§ **Task description**:
Filter the listing below down to the lines containing the word "column".

§ **Supplied data**:
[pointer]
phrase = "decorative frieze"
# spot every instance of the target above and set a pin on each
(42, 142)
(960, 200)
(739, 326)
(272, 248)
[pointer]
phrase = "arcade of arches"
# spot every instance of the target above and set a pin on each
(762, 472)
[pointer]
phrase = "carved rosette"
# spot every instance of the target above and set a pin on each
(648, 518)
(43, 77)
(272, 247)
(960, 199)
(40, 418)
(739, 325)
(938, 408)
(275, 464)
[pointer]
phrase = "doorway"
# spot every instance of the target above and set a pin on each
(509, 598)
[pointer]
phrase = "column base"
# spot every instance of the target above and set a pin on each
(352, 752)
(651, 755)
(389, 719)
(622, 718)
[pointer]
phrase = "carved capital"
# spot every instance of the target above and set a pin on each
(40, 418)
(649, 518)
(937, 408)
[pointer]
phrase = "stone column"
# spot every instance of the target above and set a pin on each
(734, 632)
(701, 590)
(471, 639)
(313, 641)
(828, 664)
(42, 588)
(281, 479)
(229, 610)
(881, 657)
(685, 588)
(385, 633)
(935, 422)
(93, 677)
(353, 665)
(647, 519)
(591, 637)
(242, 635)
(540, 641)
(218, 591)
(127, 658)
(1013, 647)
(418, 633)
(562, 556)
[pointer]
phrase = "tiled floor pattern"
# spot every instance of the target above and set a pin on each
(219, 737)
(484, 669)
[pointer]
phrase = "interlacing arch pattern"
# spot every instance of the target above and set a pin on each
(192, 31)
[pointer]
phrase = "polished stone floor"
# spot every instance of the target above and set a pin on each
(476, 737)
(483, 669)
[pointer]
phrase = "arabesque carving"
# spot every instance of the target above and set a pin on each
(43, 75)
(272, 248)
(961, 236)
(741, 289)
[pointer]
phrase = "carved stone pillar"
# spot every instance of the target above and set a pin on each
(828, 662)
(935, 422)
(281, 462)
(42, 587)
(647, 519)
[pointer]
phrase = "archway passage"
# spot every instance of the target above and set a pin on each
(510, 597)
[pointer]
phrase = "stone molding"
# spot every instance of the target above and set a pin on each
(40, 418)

§ **Solved exercise**:
phrase = "column base"
phrase = "stone column"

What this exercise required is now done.